* **EXERCISE**: Rewrite every line of the data below, replacing "Find" with "Locate" and leaving everything else unchanged. Omit the pictures from your answer.

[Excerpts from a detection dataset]
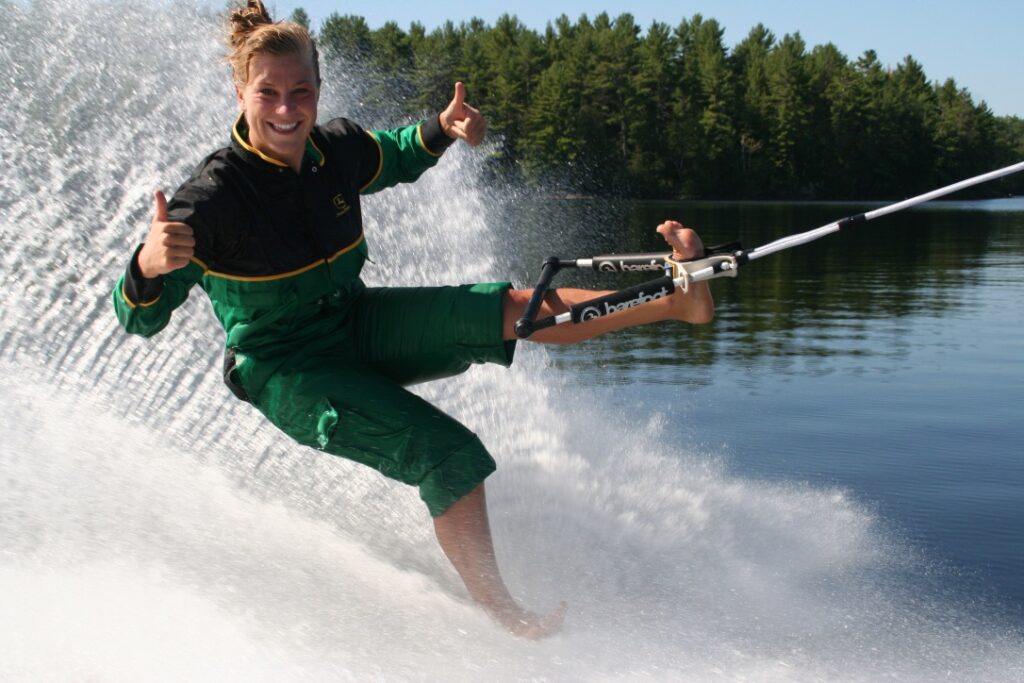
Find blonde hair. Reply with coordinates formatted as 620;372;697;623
227;0;321;88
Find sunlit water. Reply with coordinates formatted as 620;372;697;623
0;2;1024;681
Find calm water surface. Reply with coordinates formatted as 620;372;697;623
512;199;1024;621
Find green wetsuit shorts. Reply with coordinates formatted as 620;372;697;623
253;283;515;517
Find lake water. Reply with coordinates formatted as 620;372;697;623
0;0;1024;683
520;199;1024;620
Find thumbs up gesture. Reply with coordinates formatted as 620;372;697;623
138;189;196;279
440;81;487;146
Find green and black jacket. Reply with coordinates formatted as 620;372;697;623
114;116;453;391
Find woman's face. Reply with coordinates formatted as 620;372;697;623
238;54;319;172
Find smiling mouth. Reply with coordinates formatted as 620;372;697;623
267;121;299;133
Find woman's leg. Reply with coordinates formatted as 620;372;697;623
434;482;565;639
502;221;715;344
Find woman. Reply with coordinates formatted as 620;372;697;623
114;0;714;638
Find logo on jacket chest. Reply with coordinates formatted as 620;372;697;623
331;195;352;218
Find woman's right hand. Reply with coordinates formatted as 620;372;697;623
138;189;196;280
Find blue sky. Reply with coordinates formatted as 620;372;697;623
266;0;1024;117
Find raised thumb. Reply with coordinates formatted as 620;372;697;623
449;81;466;114
153;189;167;222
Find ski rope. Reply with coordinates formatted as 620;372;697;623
515;162;1024;339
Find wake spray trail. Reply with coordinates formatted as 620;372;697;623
0;1;1024;681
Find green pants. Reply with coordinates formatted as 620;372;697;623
253;283;515;517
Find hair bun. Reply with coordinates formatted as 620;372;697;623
227;0;273;48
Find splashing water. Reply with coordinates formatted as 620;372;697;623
0;0;1024;681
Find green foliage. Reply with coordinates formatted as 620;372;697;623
288;7;310;31
313;8;1024;199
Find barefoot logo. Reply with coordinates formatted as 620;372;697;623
580;287;670;322
597;259;665;272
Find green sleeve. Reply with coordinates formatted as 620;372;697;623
114;247;204;337
359;116;455;195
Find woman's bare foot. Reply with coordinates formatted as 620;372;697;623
493;602;567;640
657;220;715;325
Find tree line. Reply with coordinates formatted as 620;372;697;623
292;8;1024;199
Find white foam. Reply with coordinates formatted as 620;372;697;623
0;1;1024;681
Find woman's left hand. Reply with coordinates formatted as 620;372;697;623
440;81;487;146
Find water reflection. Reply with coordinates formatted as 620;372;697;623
511;200;1024;384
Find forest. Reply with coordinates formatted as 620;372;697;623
291;8;1024;200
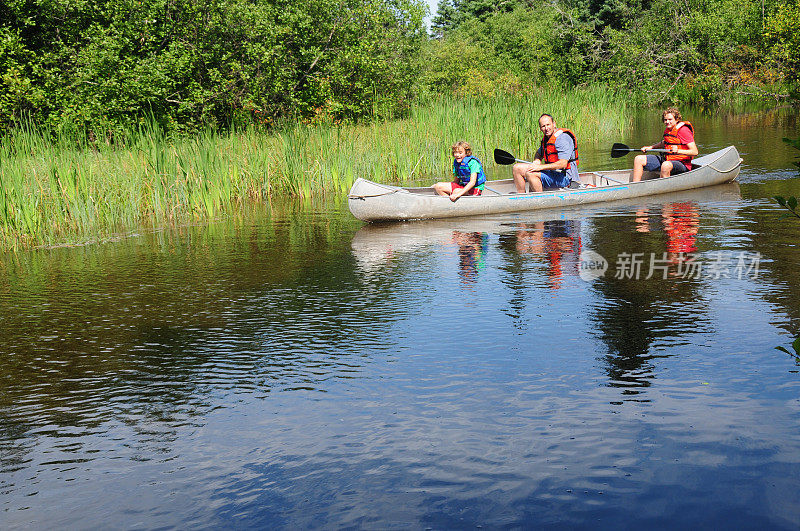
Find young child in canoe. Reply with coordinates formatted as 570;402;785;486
433;140;486;201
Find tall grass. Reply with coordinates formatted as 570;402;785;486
0;88;631;249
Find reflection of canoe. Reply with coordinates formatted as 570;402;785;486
351;183;741;270
348;146;742;221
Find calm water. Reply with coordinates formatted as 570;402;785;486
0;111;800;529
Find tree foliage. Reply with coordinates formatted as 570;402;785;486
0;0;424;134
421;0;800;103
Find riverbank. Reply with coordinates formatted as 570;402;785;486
0;88;632;249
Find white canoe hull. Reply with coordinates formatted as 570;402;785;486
348;146;742;221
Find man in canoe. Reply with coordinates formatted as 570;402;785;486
631;107;698;182
433;140;486;202
512;114;578;194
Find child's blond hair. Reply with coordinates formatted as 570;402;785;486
450;140;472;157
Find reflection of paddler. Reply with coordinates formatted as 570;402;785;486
661;203;700;255
516;220;581;288
453;230;489;281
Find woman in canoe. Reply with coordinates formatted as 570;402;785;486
631;107;697;182
433;140;486;201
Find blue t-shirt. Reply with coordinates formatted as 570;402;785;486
536;133;579;181
453;158;486;190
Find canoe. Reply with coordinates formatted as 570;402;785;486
347;146;742;221
351;182;742;272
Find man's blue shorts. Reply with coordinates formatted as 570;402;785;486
539;170;572;188
644;155;689;175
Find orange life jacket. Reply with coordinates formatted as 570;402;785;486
539;129;579;166
664;122;694;168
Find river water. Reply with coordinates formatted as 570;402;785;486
0;110;800;529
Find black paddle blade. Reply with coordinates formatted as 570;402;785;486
611;142;636;159
494;148;517;164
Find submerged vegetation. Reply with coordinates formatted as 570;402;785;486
0;88;631;248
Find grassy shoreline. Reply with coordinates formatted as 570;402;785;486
0;87;632;250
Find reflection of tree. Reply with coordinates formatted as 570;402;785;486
0;210;384;470
739;197;800;337
591;203;709;395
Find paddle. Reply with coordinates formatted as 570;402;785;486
494;148;530;164
611;142;669;159
494;148;575;164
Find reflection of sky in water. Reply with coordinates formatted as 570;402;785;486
0;125;800;528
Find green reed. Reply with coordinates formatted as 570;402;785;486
0;88;631;249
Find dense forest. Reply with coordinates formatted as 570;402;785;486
0;0;800;137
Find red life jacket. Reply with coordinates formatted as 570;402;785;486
664;122;694;169
539;128;579;166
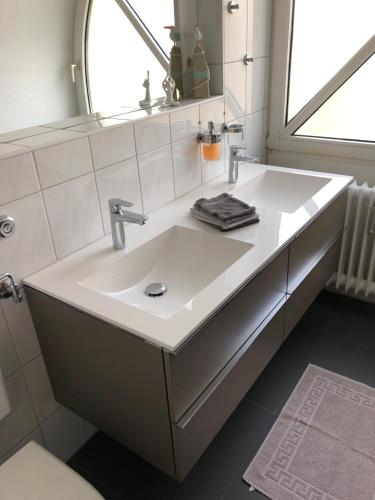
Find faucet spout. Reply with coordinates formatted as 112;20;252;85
228;146;260;184
108;198;148;250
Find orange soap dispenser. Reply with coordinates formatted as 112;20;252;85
198;122;221;161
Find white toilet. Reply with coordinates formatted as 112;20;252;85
0;370;104;500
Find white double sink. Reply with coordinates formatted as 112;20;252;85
25;165;351;350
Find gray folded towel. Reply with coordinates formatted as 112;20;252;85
194;193;255;222
191;207;259;231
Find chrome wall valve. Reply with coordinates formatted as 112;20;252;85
0;215;16;238
0;273;23;304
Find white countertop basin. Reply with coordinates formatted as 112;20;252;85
80;226;253;319
24;164;353;351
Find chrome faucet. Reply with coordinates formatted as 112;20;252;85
108;198;147;250
228;146;260;184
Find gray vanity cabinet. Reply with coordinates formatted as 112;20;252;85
172;300;284;480
164;249;288;422
26;287;175;476
26;189;346;481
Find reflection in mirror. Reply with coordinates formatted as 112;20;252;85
86;0;175;112
0;0;175;136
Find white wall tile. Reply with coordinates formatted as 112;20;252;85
202;149;225;184
246;57;267;115
170;106;199;142
34;137;92;189
0;371;37;457
246;0;256;57
223;0;247;63
43;174;104;259
263;57;271;109
0;126;53;143
172;136;202;196
246;111;264;157
263;109;269;157
0;144;27;159
0;153;39;205
89;124;135;169
96;158;142;234
224;61;247;121
2;296;40;366
12;130;82;148
0;308;19;377
41;407;95;462
23;356;60;423
138;146;174;214
224;116;246;171
0;193;55;280
0;427;45;465
199;98;224;126
134;115;171;155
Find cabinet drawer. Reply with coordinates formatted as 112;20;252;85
288;192;347;293
284;238;341;337
172;305;284;481
164;249;288;421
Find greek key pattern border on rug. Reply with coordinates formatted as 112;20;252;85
264;375;375;500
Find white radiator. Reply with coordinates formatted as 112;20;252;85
330;183;375;300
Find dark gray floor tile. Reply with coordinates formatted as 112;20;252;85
123;400;273;500
68;432;145;492
334;301;375;351
68;458;119;500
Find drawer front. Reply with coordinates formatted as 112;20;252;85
165;249;288;421
284;238;341;337
288;192;347;293
172;307;284;481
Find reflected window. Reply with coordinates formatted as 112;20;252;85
86;0;175;112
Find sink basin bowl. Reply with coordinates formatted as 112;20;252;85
79;226;253;319
236;170;330;213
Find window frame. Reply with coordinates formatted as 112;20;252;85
74;0;170;114
269;0;375;160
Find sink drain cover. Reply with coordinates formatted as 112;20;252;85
145;283;167;297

* **ANSWER TO THE TASK**:
Locate blonde hair. Reply with coordinates formatted as 620;372;697;623
227;0;321;88
Locate sunlit water. Reply with coordinates formatted as 620;372;697;623
0;2;1024;681
Locate calm water surface. Reply with coordinates formatted as 620;372;697;623
512;199;1024;621
Locate green wetsuit shorts. Reply with coordinates formatted as 620;372;697;623
253;283;515;517
Locate lake water. Reply with coordinates formatted as 620;372;697;623
0;0;1024;683
520;199;1024;620
Locate thumbs up gesture. Reply with coordinates formatted as 620;372;697;623
138;189;196;279
440;81;487;146
Locate green and black jacket. Reply with coordinates formatted as 620;372;697;623
114;116;453;391
Locate woman's face. Reply with coordinates formatted as 620;372;697;623
238;54;319;172
Locate smiling mouth. Reply with coordinates formatted as 620;372;697;623
267;121;299;133
Locate woman's leg. Reply with coordinates formatted as 620;372;697;623
434;482;565;639
502;221;715;344
Locate woman. Reply with coordinates formatted as 620;372;697;623
114;0;714;638
Locate logo on jacket chest. Reply with coordinates formatted as 620;372;697;623
331;195;352;218
Locate woman's right hand. Reply with coordinates formatted as 620;372;697;623
138;189;196;280
Locate blue sky. Reply with coordinates formatted as 620;372;697;623
266;0;1024;117
Locate raised thumb. Reply with coordinates formatted as 620;372;697;623
449;81;466;114
153;189;167;222
Locate ski rope. Reply with coordinates formatted as 620;372;697;623
515;162;1024;339
Locate wake spray trail. Reply with coordinates formatted as 620;372;697;623
0;1;1024;681
Locate green pants. Reply with coordinates formatted as 620;372;697;623
253;283;515;517
Locate hair bun. Reply with coordinates formatted as 620;372;697;623
227;0;273;48
Locate splashing water. Reply with coordinates formatted as 620;372;697;623
0;0;1024;681
Locate green foliage. Reply with coordinates formatted as 620;372;697;623
288;7;310;31
313;8;1024;199
Locate barefoot logo. Reply with coordinates formatted as 620;372;697;623
580;287;670;322
597;259;665;272
Locate green sleeve. Reply with coordinates formatted as 620;372;697;623
114;247;204;337
359;116;455;195
Locate woman's bare foot. Reply with coordinates formatted as 620;372;697;623
493;602;567;640
657;220;715;325
Locate tree line. Reply with coordinates formatted as 620;372;697;623
292;8;1024;199
Locate white foam. Reply with coordinates formatted as 620;372;697;623
0;1;1024;681
Locate woman's left hand. Reply with coordinates formatted as 620;372;697;623
440;81;487;146
Locate water reflection. Reply with coordinates formatted as 620;372;697;623
511;200;1024;384
Locate forest. Reply with coordinates formatted as 620;372;697;623
291;8;1024;200
Locate young child in canoe. Reply with coordinates formatted as 570;402;785;486
433;140;486;201
Locate tall grass. Reply with coordinates formatted as 570;402;785;486
0;88;631;249
Locate reflection of canoe. Reply with coordinates formatted as 570;402;785;486
351;183;741;270
348;146;742;221
Locate calm water. Reply with coordinates formatted as 570;402;785;486
0;111;800;529
Locate tree foliage. Reply with coordinates formatted as 570;402;785;486
0;0;424;134
421;0;800;103
Locate riverbank. Reply with coordinates formatted as 570;402;785;486
0;88;632;249
Locate white canoe hull. Reply with coordinates formatted as 570;402;785;486
348;146;742;221
Locate man in canoe. Reply with coordinates formatted as 570;402;785;486
631;107;698;182
433;140;486;202
512;114;578;194
Locate child's blond hair. Reply with coordinates formatted as 570;402;785;486
450;140;472;157
Locate reflection of paddler. Reply with coordinates formatted as 570;402;785;486
661;203;700;255
516;220;581;288
453;230;489;281
Locate woman in canoe. Reply with coordinates formatted as 570;402;785;486
631;107;697;182
433;140;486;201
Locate blue t-shirt. Reply with coordinates formatted as 570;402;785;486
536;133;579;181
453;158;486;190
Locate canoe. Reply with coordinates formatted as 570;402;785;486
347;146;742;221
351;182;742;272
Locate man's blue shorts. Reply with coordinates formatted as 570;402;785;486
539;170;572;188
644;155;689;175
Locate orange life jacket. Reply with coordinates formatted as 570;402;785;486
539;129;579;166
664;122;694;168
Locate river water. Reply with coordinates formatted as 570;402;785;486
0;110;800;529
Locate black paddle blade. Reply with coordinates formatted as 570;402;785;486
611;142;636;159
494;148;517;164
Locate submerged vegetation. Reply with coordinates formatted as 570;402;785;486
0;88;631;248
Locate grassy shoreline. Reply with coordinates formatted as 570;402;785;486
0;87;632;250
Locate reflection of tree. Reply with coordinates formatted as 570;402;785;486
0;210;384;470
739;197;800;337
591;203;709;395
Locate paddle. Reply with coordinates formatted as 570;402;785;486
494;148;530;164
611;142;669;159
494;148;575;164
Locate reflection of sky in water. Reply with coordinates formatted as 570;402;785;486
0;125;800;528
Locate green reed. Reply with coordinates formatted as 570;402;785;486
0;88;631;249
Locate dense forest. Reply with coordinates formatted as 570;402;785;486
0;0;800;137
Locate red life jacket. Reply with coordinates formatted as 570;402;785;486
664;122;694;169
539;128;579;166
Locate faucet spout. Reply with coordinates formatted as 112;20;252;85
228;146;260;184
108;198;148;250
Locate orange soap dispenser. Reply with coordinates formatted as 112;20;252;85
198;122;221;161
Locate white toilet. Reply with coordinates formatted as 112;20;252;85
0;370;104;500
Locate white double sink. Reply with coordinates formatted as 112;20;252;85
25;165;351;350
Locate gray folded towel. Reply with coordinates formatted as 112;20;252;85
194;193;255;222
191;207;259;231
Locate chrome wall valve. Reply with coordinates formatted as 112;20;252;85
0;215;16;238
0;273;23;304
Locate white countertop basin. Reply with coordinates formatted as 112;20;252;85
80;226;253;319
24;164;353;351
Locate chrome faucet. Reply with coordinates formatted as 112;20;252;85
108;198;147;250
228;146;260;184
Locate gray vanity cabinet. Reply with coordinates formatted as 112;20;252;85
172;300;284;480
164;249;288;422
26;287;175;476
26;189;346;481
Locate reflection in mirror. Reply with coordinates formatted as 112;20;252;85
86;0;175;112
0;0;175;136
Locate white wall tile. Reply with coordinates formatted as 112;20;252;85
202;149;225;184
246;57;267;115
170;106;199;142
34;137;92;189
0;371;37;457
246;0;256;57
223;0;247;63
43;174;104;259
263;57;271;109
0;126;53;143
172;136;202;196
246;111;264;157
263;109;269;157
0;144;27;159
0;153;39;205
89;124;135;169
96;158;142;234
224;61;247;121
2;296;40;366
12;130;82;148
0;308;19;377
41;407;95;462
23;356;60;423
138;146;174;214
224;116;246;171
0;193;55;280
0;427;45;465
199;98;224;126
134;115;171;155
Locate cabinet drawer. Reply with coordinates formatted as 112;20;252;85
288;192;347;293
284;238;341;337
172;305;284;481
164;249;288;421
Locate greek key pattern border on rug. Reply with coordinates formatted as 112;20;252;85
264;375;375;500
Locate white radiator. Reply with coordinates formatted as 112;20;252;85
330;183;375;300
Locate dark gray floor tile. Reply with coordinates formatted as 112;20;252;85
123;400;273;500
68;432;145;492
334;301;375;351
68;458;119;500
Locate drawer front. Reply with coordinates formatted as 112;20;252;85
165;249;288;421
284;238;341;337
288;192;347;293
172;307;284;481
Locate reflected window. Reply with coordinates formatted as 112;20;252;85
86;0;175;112
Locate sink basin bowl. Reply with coordinates formatted as 112;20;252;85
79;226;253;319
236;170;330;213
Locate window frame. Reply with coordinates formatted as 112;20;252;85
74;0;170;114
269;0;375;160
Locate sink drain cover. Reply with coordinates formatted as 112;20;252;85
145;283;167;297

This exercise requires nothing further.